== ACTIVITIES ==
1 > In the article on Georgia's 2012 season, substitute "alert" for "heads-up" and reproduce everything from "We've covered some" down to "45-yard touchdown play.".
2 > Using the article on Georgia's 2012 season, state whether each statement agrees with the text, and quote the deciding words: (a) Mitchell caught a third-and-5 pass from Aaron Murray. (b) Georgia finished the regular season with a better SEC record than Florida. (c) Mark Richt briefly removed Mitchell from the game in the third quarter.

== TEXT BLOCK ==
= = =
Editor’s note: Each day this week, we will look back at a memorable moment or series of events from Georgia's 2012 season. In today’s final installment, we recall Malcolm Mitchell's touchdown catch against Florida that proved to be the game-winning score.
ATHENS, Ga. -- There might be a dozen plays from throughout Georgia's season that if the Bulldogs player didn't make the play he did, exactly when he did, the entire trajectory of the season might have been different.
We've covered some of them this week, including Jarvis Jones' key fourth-quarter takeaways in wins against Missouri and Florida and Connor Norman's heads-up onside kick recovery against Kentucky. But perhaps the greatest example of timely playmaking might have come in the Bulldogs' 17-9 win against then-unbeaten Florida, when Malcolm Mitchell turned a short pass into a 45-yard touchdown play.
Mitchell had been locked in a war of wills all afternoon with a fellow motormouth, Florida cornerback Loucheiz Purifoy and actually got himself briefly removed from the game by coach Mark Richt in the fourth quarter for drawing a 15-yard unsportsmanlike conduct penalty after a post-play incident with Purifoy.
Purifoy might have won that battle, but Mitchell won the war soon thereafter. Three plays after drawing the 15-yard penalty, Mitchell escaped from Purifoy to catch a third-and-5 pass from Aaron Murray just beyond the first-down marker at Florida's 38. A first down was not all Mitchell had on his mind immediately after shedding the Gators defender and looking at the wide-open swath of green grass in front of him as he turned upfield.
The speedster had sprinted to the Gators' 15 by the time he encountered his next defender, cutting inside a lunging Matt Elam to continue his trek toward the end zone. Next he blasted through tackle attempts by Jon Bostic and De'Ante Saunders at the 5 before high stepping into the end zone for a touchdown that pushed Georgia's lead to 17-9 with 7:11 remaining, with utter delirium breaking out on the Bulldogs' sideline and throughout Georgia's half of EverBank Field.
Jones and the defense still had to make one final stand before the Bulldogs' win was secure, but Georgia desperately needed a touchdown when Mitchell finally made the game's biggest offensive play. The Bulldogs and Gators finished with identical 7-1 SEC records at the end of the regular season, but Georgia's head-to-head win -- made possible by Mitchell's explosive skills with the ball in his hands -- was the difference between an appearance in the conference championship game and watching the game from home.
It also represented the hated Gators' only loss of the season -- and the first time since 1988-89 that Georgia has beaten Florida in back-to-back years -- and blocked Florida from BCS championship game consideration, which in hindsight might be the sweetest part about the victory for Bulldogs fans.
= = =
(Natural language descriptions of regions)
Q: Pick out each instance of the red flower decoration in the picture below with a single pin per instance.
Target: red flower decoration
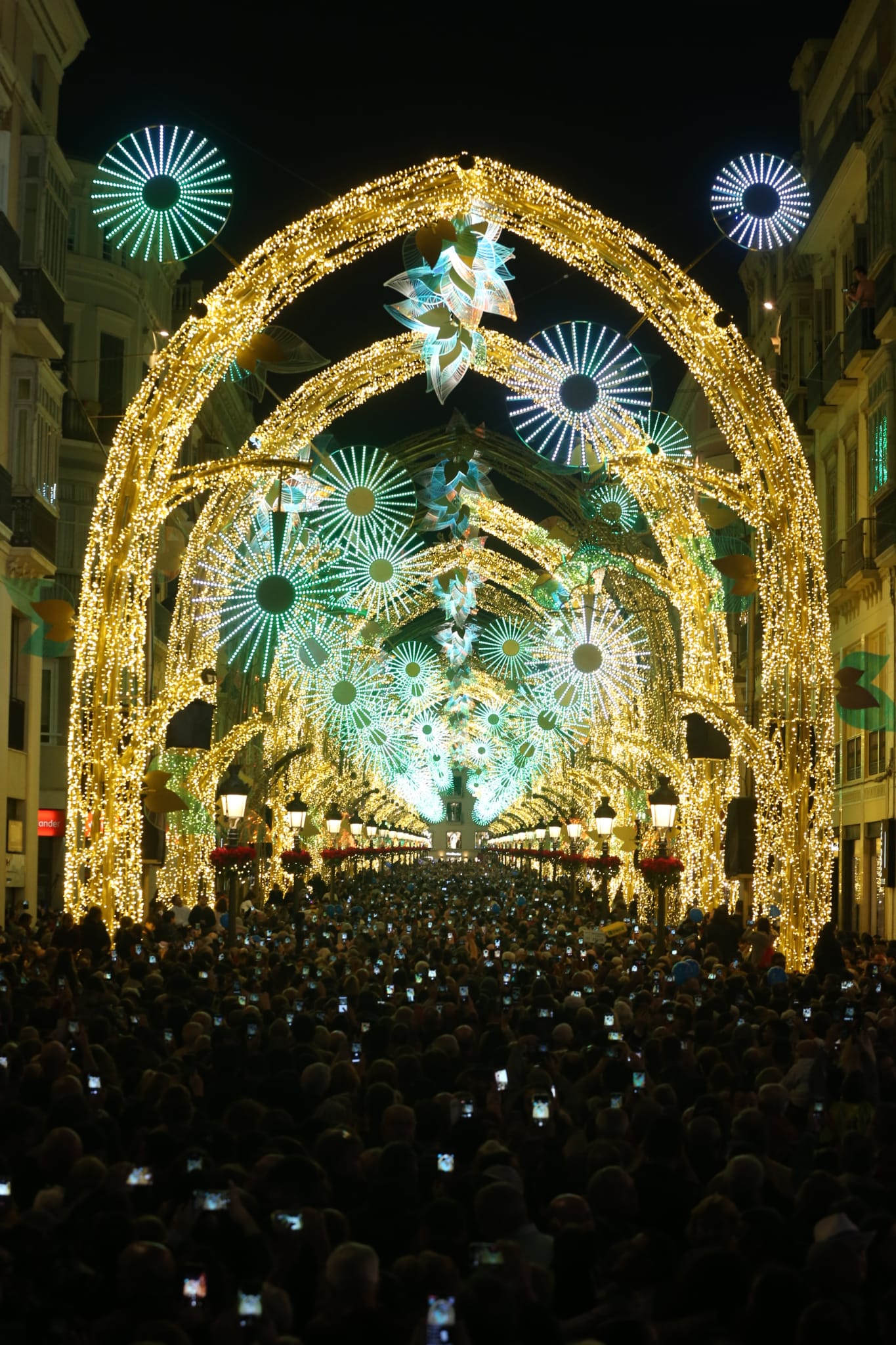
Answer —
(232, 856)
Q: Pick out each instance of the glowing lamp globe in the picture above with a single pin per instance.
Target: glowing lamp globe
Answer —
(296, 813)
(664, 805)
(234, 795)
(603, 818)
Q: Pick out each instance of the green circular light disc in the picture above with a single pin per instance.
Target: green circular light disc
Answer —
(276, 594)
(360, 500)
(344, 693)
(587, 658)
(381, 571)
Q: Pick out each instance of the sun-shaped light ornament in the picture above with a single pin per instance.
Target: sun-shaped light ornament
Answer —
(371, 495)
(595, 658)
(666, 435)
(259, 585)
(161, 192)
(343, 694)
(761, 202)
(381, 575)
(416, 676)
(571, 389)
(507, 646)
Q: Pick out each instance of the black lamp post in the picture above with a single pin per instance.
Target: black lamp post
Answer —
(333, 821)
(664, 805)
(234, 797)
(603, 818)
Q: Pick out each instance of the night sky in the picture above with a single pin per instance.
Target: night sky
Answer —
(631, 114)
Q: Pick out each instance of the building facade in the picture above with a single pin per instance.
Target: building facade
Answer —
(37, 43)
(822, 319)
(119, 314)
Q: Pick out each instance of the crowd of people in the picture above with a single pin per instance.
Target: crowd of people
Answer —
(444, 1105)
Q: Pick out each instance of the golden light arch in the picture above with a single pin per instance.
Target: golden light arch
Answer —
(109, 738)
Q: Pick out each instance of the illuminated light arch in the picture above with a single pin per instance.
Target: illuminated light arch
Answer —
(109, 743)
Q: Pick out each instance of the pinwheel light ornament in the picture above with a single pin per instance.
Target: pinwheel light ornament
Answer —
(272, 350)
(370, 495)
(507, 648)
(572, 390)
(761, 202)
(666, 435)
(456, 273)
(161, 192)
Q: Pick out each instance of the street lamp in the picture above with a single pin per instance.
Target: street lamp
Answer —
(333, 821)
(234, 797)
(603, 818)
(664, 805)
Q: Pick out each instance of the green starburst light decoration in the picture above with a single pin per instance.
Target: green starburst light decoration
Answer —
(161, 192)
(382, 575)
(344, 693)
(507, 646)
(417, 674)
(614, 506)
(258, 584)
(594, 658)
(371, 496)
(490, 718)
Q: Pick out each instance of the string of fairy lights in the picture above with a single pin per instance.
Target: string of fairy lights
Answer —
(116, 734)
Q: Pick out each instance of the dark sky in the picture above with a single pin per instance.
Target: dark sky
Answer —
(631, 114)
= = =
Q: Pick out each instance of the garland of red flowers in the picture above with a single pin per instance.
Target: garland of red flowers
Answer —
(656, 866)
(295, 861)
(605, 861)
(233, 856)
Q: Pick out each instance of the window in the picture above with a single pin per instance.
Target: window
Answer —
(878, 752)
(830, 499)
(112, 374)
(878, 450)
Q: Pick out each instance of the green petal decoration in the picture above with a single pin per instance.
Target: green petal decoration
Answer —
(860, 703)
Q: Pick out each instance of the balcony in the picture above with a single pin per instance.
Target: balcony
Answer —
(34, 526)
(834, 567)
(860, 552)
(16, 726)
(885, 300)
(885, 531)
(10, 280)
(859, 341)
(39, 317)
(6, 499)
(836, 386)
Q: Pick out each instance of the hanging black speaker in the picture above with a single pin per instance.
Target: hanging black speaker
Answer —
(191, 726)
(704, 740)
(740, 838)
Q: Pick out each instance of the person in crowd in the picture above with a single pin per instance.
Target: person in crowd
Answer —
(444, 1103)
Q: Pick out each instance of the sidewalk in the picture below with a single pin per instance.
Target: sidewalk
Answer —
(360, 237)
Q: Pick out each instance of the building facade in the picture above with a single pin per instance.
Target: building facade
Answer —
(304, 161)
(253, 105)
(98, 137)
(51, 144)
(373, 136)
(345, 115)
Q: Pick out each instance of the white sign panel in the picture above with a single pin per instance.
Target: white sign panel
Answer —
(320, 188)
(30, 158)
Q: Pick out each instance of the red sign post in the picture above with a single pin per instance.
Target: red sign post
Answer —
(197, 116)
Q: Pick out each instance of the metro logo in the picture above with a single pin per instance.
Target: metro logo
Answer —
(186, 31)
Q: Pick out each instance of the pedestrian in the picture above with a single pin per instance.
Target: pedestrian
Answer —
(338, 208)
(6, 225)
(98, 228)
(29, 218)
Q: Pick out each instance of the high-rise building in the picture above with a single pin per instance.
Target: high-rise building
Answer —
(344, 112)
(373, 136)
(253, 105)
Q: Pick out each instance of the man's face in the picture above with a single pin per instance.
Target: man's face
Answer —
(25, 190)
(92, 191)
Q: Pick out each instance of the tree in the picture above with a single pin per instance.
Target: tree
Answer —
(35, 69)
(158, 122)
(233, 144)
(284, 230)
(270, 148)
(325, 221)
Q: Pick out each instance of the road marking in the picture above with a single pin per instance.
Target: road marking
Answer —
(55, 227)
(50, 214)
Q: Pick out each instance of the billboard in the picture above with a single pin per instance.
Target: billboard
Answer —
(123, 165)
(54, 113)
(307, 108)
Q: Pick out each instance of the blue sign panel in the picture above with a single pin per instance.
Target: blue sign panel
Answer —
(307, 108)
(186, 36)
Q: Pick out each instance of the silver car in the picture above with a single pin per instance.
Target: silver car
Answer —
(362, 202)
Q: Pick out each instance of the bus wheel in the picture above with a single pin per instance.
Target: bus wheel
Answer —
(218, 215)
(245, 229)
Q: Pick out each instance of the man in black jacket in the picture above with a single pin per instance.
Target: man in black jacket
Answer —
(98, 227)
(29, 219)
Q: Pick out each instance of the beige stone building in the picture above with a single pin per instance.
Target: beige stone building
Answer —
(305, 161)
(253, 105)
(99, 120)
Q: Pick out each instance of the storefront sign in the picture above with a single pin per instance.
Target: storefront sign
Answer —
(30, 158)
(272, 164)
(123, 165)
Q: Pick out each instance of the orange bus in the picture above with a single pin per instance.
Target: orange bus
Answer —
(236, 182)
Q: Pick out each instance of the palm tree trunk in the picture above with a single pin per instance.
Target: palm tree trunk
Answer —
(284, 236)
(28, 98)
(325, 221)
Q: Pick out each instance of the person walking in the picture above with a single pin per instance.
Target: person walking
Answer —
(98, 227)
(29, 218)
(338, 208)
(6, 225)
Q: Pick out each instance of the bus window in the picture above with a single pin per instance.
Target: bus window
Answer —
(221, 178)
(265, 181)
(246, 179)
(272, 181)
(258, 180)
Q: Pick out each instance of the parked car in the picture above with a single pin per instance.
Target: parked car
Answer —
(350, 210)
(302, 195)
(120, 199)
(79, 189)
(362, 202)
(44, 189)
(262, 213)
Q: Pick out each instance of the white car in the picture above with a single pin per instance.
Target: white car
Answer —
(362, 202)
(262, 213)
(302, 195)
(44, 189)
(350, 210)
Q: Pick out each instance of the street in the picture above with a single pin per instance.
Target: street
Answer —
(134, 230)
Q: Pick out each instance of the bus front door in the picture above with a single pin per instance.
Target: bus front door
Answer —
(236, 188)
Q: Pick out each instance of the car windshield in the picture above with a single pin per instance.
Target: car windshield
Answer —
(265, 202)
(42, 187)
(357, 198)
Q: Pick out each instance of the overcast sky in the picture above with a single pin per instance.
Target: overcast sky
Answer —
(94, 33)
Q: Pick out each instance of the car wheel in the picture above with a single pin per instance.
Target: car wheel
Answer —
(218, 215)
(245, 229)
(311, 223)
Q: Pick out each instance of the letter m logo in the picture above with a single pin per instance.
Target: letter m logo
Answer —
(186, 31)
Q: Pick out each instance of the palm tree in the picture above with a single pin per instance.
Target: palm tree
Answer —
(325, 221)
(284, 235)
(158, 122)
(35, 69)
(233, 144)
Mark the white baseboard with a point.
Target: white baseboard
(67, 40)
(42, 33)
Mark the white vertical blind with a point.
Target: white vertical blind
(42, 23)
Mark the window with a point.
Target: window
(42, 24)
= = =
== TASK-BY-TASK OUTPUTS ==
1 >
We've covered some of them this week, including Jarvis Jones' key fourth-quarter takeaways in wins against Missouri and Florida and Connor Norman's alert onside kick recovery against Kentucky. But perhaps the greatest example of timely playmaking might have come in the Bulldogs' 17-9 win against then-unbeaten Florida, when Malcolm Mitchell turned a short pass into a 45-yard touchdown play.

2 >
(a) Yes: "Mitchell escaped from Purifoy to catch a third-and-5 pass from Aaron Murray"
(b) No: "The Bulldogs and Gators finished with identical 7-1 SEC records at the end of the regular season"
(c) No: "got himself briefly removed from the game by coach Mark Richt in the fourth quarter"